§ **Consigne donnée 1**:
D'après le texte fourni, quel article du code de la route la loi du 20 avril 2009 a-t-elle modifié ?

Ce sys­tème est-il légal ?


Tout à fait, et ce depuis qu’une loi du 20 avril 2009 a cru bon modi­fier l’article L.330–5 du code de la route. Ce der­nier, dans sa ver­sion actuelle, dis­pose ainsi que les infor­ma­tions nomi­na­tives figu­rant dans les pièces admi­nis­tra­tives exi­gées pour la cir­cu­la­tion des véhi­cules peuvent être com­mu­ni­quées « à des tiers préa­la­ble­ment agréés par l’autorité admi­nis­tra­tive (…) à des fins d’enquêtes et de pros­pec­tions com­mer­ciales ».

Quelles sont les don­nées sus­cep­tibles d’être vendues ?


Toutes celles qui figurent dans le sys­tème d’immatriculation des véhi­cules (SIV) ! Et elles sont nom­breuses puisque sont par exemple ins­crites dans ce fichier :

Les don­nées d’identification du titu­laire du cer­ti­fi­cat d’immatriculation :
Pour une per­sonne phy­sique : nom, nom d’usage, pré­nom, sexe, date et lieu de nais­sance, adresse du titu­laire du cer­ti­fi­cat d’immatriculation ;
Pour une per­sonne morale : rai­son sociale, n° SIREN et/ou n° SIRET, adresse ;
Les don­nées rela­tives au véhi­cule et à l’autorisation de cir­cu­ler telles que le numéro d’immatriculation, les carac­té­ris­tiques tech­niques du véhi­cule (marque, modèle, cou­leur…), la situa­tion du véhi­cule vis-à-vis du contrôle tech­nique, etc.

§ **Enregistrements bruts**:
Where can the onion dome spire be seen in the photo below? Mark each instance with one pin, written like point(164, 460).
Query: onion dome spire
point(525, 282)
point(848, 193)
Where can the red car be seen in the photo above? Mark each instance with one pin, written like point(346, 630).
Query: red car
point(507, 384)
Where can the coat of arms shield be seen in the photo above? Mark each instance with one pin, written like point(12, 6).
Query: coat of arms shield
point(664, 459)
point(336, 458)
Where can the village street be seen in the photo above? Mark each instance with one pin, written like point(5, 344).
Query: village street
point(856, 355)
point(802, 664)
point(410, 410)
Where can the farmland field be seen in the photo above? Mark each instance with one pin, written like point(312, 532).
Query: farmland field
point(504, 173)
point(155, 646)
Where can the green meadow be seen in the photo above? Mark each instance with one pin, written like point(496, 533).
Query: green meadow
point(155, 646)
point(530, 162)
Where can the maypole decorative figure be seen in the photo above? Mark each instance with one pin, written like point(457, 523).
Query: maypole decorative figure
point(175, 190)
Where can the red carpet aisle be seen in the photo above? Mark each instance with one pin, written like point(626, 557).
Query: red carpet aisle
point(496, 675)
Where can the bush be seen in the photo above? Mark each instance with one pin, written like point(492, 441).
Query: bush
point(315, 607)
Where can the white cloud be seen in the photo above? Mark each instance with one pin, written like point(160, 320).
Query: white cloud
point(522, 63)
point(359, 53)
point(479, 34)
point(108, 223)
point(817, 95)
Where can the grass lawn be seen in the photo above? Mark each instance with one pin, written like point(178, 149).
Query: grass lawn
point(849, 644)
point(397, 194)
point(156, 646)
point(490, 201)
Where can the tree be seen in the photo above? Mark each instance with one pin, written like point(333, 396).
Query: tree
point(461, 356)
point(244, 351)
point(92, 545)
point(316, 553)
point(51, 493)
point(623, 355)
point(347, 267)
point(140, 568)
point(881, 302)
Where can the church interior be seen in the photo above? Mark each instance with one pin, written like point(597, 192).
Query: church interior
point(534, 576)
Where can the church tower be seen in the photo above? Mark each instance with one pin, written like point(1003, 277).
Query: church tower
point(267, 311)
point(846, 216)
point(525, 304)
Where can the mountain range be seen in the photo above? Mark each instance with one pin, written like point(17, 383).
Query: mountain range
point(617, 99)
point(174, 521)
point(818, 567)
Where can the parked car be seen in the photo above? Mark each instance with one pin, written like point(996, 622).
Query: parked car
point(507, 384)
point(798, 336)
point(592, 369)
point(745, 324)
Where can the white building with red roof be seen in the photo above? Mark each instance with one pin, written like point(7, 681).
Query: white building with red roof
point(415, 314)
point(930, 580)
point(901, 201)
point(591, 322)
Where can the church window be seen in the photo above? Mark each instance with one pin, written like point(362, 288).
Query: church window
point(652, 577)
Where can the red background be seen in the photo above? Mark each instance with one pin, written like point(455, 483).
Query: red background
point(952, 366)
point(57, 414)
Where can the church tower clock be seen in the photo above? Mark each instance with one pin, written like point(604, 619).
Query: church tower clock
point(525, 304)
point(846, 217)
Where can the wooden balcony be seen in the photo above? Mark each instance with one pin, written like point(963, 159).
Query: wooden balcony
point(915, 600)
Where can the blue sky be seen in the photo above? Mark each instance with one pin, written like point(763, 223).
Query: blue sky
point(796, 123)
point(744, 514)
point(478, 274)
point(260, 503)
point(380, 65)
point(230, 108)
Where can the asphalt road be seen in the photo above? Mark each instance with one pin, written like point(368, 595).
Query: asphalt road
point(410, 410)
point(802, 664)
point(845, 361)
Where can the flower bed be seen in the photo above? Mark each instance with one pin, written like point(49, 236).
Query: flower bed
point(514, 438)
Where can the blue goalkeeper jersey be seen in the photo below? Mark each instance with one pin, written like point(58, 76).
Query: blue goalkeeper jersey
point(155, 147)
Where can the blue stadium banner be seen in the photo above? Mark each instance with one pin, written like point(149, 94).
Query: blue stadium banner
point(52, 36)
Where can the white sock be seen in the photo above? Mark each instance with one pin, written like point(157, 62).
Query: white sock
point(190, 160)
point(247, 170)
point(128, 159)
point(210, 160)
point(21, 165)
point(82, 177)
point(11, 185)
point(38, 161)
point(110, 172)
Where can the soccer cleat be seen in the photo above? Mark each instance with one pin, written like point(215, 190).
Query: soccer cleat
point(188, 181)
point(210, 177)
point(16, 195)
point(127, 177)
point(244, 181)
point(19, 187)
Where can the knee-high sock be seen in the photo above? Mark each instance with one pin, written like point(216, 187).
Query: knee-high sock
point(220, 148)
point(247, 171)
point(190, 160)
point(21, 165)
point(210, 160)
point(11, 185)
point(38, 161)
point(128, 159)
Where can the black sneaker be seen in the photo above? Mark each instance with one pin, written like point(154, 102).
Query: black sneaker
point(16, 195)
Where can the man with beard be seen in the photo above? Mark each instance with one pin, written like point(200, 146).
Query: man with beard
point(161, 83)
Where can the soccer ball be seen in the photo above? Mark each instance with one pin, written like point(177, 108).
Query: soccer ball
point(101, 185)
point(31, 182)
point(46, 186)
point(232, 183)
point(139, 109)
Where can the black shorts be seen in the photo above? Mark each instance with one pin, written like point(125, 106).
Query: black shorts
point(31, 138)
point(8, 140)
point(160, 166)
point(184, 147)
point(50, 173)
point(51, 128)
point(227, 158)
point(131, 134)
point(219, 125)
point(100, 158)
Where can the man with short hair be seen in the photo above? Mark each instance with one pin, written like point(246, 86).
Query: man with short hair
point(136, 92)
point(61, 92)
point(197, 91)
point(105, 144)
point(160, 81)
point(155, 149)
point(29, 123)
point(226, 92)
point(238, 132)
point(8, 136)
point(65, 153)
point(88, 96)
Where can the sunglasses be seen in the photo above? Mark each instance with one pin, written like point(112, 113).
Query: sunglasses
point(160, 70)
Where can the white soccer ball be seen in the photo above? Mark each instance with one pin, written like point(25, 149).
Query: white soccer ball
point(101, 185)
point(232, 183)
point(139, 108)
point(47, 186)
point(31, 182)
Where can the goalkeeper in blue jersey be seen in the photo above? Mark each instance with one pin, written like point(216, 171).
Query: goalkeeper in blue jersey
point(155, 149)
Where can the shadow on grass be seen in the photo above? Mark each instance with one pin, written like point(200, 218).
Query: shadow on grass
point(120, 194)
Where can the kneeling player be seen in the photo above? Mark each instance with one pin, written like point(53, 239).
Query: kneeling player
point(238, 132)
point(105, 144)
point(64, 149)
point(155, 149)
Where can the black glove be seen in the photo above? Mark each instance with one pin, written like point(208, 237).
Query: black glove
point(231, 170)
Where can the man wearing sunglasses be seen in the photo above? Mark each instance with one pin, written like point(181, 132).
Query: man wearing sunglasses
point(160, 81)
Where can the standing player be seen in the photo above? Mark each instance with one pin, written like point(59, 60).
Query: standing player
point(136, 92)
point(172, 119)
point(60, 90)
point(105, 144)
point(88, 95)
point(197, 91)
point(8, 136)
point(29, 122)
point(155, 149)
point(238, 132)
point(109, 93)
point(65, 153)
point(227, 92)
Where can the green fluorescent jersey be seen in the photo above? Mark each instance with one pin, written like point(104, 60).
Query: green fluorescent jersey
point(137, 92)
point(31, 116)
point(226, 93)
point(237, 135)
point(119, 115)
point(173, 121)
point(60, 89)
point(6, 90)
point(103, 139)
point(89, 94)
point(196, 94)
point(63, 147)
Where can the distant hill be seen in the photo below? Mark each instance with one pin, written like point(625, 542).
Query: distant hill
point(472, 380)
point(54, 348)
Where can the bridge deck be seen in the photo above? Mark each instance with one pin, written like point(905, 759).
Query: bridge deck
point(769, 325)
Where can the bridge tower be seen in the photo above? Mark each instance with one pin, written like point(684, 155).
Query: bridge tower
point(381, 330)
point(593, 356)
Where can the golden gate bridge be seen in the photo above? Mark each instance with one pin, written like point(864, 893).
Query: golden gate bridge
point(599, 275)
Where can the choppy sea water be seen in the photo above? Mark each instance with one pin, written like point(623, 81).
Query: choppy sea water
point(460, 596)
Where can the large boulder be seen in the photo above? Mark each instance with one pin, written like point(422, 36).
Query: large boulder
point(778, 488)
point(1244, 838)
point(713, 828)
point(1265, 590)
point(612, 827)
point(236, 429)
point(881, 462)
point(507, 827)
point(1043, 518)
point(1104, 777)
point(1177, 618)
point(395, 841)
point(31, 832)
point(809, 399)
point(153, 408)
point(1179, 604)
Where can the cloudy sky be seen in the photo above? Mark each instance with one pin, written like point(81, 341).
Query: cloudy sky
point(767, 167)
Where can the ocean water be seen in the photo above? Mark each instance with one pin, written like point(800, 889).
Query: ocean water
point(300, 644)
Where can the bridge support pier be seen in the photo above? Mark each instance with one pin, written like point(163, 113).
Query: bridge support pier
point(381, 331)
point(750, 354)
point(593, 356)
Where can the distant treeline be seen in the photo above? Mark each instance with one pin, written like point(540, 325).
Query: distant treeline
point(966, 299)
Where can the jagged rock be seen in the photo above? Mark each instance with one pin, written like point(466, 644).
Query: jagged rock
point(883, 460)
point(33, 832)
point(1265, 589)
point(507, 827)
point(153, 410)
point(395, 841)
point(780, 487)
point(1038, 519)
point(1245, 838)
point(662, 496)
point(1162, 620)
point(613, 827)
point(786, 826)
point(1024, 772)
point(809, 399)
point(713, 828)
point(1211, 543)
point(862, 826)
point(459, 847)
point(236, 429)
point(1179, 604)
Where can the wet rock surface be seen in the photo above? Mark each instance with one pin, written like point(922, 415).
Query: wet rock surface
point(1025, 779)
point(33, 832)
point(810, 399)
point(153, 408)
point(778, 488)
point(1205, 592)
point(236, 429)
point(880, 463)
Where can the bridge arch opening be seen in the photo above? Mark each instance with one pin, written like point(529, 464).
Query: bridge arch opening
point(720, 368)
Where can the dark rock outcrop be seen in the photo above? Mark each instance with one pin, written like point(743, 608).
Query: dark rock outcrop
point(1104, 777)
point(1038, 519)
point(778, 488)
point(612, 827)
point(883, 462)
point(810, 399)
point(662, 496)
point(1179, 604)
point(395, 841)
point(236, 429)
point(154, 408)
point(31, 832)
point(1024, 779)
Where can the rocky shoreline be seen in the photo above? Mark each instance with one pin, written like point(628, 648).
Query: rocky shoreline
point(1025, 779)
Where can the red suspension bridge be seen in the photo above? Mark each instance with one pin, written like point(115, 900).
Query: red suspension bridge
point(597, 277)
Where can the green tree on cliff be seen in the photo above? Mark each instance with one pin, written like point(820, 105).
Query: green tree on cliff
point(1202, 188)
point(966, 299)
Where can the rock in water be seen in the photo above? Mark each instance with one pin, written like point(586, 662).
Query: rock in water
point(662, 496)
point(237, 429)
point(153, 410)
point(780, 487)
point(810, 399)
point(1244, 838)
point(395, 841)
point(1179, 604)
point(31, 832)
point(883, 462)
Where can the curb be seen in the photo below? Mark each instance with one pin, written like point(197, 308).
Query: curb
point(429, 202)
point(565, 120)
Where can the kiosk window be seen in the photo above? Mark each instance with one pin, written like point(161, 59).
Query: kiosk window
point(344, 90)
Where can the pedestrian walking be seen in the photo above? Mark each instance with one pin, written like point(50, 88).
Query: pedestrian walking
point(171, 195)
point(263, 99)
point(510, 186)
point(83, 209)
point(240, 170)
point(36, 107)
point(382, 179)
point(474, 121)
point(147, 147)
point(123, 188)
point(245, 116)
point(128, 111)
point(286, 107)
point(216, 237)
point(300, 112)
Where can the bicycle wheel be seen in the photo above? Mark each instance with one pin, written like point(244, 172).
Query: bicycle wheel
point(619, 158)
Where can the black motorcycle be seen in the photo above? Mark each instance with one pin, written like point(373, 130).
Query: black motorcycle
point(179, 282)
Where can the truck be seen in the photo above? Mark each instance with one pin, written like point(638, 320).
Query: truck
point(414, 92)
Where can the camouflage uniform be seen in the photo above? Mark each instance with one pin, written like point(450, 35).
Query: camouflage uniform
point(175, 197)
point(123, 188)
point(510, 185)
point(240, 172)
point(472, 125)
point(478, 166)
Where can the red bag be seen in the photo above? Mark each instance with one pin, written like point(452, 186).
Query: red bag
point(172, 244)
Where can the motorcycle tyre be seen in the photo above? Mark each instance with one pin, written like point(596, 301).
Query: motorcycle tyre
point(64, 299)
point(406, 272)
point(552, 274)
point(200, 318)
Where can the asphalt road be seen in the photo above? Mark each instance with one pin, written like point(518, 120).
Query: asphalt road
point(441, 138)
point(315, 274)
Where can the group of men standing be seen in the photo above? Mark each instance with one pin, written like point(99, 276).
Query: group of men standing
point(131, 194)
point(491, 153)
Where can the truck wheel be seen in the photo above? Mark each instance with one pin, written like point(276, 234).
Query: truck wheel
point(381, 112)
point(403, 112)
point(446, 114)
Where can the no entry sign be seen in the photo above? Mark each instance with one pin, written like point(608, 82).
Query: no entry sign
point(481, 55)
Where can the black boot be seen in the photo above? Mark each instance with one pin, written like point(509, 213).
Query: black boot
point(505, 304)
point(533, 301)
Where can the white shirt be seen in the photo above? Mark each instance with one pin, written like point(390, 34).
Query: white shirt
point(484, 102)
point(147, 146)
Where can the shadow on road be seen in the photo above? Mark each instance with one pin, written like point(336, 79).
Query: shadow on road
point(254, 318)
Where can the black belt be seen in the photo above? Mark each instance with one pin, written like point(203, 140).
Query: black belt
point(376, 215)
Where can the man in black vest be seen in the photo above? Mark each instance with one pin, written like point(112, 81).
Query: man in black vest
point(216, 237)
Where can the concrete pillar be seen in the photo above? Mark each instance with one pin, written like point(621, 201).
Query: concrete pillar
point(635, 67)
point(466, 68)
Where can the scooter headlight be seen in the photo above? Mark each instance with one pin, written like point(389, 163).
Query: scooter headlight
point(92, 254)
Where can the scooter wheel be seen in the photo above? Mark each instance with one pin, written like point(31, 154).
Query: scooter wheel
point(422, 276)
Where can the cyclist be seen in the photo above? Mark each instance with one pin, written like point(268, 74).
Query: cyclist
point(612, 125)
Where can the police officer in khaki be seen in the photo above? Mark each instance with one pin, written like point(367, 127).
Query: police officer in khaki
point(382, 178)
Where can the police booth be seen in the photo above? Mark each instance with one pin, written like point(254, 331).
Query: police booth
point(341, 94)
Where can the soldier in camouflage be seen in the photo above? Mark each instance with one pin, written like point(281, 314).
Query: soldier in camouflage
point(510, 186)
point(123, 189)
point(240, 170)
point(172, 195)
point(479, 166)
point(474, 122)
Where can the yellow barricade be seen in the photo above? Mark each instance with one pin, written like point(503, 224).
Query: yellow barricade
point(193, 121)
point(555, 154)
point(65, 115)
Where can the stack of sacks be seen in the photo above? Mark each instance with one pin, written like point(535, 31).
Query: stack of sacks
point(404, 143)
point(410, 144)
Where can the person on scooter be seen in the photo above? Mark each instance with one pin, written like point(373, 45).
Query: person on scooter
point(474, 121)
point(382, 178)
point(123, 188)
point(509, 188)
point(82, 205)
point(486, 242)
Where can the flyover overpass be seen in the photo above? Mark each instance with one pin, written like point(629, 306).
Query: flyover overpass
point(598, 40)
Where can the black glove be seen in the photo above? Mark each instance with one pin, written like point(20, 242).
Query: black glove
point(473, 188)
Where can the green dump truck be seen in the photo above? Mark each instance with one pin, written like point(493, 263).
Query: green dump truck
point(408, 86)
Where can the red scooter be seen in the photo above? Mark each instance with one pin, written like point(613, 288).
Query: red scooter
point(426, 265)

§ **Consigne donnée 2**:
Filtrez les enregistrements ci-dessus et reproduisez chaque ligne qui contient la chaîne « gate ». La casse compte.

§ **Réponse produite 1**:
L'article L.330–5 du code de la route.

§ **Réponse produite 2**:
Where can the golden gate bridge be seen in the photo above? Mark each instance with one pin, written like point(864, 893).
Query: golden gate bridge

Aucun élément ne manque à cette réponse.